# Task to complete
Pull out each line of the items below that contains the word "step". Case counts.

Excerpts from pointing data
---------------

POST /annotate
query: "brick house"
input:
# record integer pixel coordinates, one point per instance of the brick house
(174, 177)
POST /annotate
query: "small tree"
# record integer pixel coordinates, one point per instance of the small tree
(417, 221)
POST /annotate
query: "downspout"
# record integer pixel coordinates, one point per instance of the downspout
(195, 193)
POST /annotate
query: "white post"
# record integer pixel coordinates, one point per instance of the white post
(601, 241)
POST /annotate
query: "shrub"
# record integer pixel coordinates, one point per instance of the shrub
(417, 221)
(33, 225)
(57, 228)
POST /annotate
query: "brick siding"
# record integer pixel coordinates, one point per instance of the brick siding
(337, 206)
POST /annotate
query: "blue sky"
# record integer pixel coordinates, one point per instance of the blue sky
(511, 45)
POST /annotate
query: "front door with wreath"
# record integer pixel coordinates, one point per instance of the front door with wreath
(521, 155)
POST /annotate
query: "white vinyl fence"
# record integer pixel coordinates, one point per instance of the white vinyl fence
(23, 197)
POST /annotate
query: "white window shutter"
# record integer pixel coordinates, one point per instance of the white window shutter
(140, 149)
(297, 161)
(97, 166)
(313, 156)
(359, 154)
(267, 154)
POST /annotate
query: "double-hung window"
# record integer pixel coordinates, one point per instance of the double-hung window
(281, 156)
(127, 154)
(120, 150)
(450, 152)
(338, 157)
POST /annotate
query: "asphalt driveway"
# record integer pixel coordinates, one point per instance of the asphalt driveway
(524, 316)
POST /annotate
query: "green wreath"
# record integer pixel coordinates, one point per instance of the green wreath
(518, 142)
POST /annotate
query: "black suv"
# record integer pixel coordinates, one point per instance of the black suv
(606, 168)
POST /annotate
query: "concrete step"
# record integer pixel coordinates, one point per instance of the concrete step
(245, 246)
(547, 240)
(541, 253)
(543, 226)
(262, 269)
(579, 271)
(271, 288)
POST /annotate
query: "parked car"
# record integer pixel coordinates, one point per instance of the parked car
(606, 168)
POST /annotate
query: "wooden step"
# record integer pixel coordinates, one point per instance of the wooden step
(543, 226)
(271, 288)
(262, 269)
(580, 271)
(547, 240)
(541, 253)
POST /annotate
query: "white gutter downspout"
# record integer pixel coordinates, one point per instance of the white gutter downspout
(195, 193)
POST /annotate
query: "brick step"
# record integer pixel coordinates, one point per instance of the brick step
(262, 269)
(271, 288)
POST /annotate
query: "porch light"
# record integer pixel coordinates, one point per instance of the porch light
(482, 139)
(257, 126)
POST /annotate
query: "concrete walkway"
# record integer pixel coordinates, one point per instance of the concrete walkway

---------------

# Task answer
query: "concrete step"
# record integer pixel coordinates, one point per instance of the concrete step
query: "wooden step"
# record integer pixel coordinates, one point per instance of the wooden step
query: "brick step"
# record integer pixel coordinates, one point per instance of the brick step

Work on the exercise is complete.